Description of the task | Copy out all the material below, swapping "instance" for "object" everywhere and changing nothing else. Leave the pictures out.

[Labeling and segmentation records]
=======

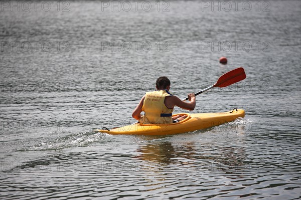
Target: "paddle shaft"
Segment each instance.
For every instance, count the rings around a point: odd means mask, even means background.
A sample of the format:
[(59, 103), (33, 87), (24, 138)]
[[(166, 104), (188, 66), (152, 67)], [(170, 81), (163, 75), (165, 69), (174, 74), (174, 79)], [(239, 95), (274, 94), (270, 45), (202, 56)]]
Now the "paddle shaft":
[[(199, 95), (199, 94), (201, 94), (201, 93), (203, 93), (204, 92), (206, 92), (206, 91), (207, 91), (207, 90), (210, 90), (210, 89), (212, 88), (213, 88), (214, 86), (214, 85), (212, 85), (212, 86), (210, 86), (210, 87), (208, 87), (208, 88), (205, 88), (205, 89), (204, 89), (204, 90), (201, 90), (200, 91), (199, 91), (199, 92), (197, 92), (196, 93), (195, 93), (195, 95), (197, 96), (197, 95)], [(188, 97), (187, 97), (187, 98), (185, 98), (185, 99), (182, 99), (182, 101), (187, 101), (188, 100)]]
[[(198, 94), (202, 93), (204, 92), (210, 90), (210, 89), (215, 87), (223, 88), (224, 87), (229, 86), (233, 83), (237, 83), (239, 81), (244, 80), (246, 78), (246, 74), (245, 73), (244, 70), (242, 67), (235, 69), (226, 73), (225, 74), (223, 74), (219, 78), (219, 79), (218, 79), (216, 82), (216, 83), (203, 90), (200, 91), (200, 92), (196, 93), (195, 95), (197, 96)], [(188, 97), (187, 97), (182, 100), (182, 101), (184, 101), (188, 100)]]

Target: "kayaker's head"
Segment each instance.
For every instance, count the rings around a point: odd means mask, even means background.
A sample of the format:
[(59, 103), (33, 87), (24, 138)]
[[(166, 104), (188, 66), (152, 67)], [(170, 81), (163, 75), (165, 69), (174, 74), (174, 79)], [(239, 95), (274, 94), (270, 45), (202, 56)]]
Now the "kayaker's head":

=======

Result |
Target: "paddle shaft"
Segment each object.
For every object, count the rings around a point: odd means mask, even means background.
A sample of the format:
[(59, 103), (33, 87), (24, 138)]
[[(166, 104), (188, 66), (152, 67)], [(170, 81), (163, 75), (165, 69), (174, 74), (174, 79)], [(239, 95), (274, 94), (270, 45), (202, 56)]]
Now the "paddle shaft":
[[(199, 95), (199, 94), (201, 94), (201, 93), (203, 93), (204, 92), (206, 92), (206, 91), (207, 91), (207, 90), (210, 90), (210, 89), (212, 88), (213, 88), (214, 86), (214, 85), (212, 85), (212, 86), (210, 86), (210, 87), (208, 87), (208, 88), (205, 88), (205, 89), (204, 89), (204, 90), (201, 90), (200, 91), (199, 91), (199, 92), (197, 92), (196, 93), (195, 93), (195, 95), (197, 96), (197, 95)], [(188, 97), (187, 97), (187, 98), (185, 98), (185, 99), (182, 99), (182, 101), (187, 101), (188, 100)]]
[[(198, 94), (202, 93), (204, 92), (210, 90), (210, 89), (215, 87), (223, 88), (224, 87), (229, 86), (233, 83), (237, 83), (239, 81), (244, 80), (246, 78), (246, 74), (245, 73), (244, 70), (242, 67), (235, 69), (226, 73), (225, 74), (223, 74), (219, 78), (219, 79), (218, 79), (216, 82), (216, 83), (203, 90), (200, 91), (200, 92), (196, 93), (195, 95), (197, 96)], [(188, 97), (187, 97), (182, 100), (182, 101), (184, 101), (188, 100)]]

Target: "kayaker's head"
Segment each object.
For every object, count the rings around a point: odd means mask, even means background.
A sample of the format:
[(59, 103), (33, 87), (24, 138)]
[[(166, 104), (188, 66), (152, 67)], [(170, 81), (163, 75), (165, 69), (174, 74), (174, 79)], [(239, 95), (274, 94), (270, 45), (202, 56)]]
Now the "kayaker's head":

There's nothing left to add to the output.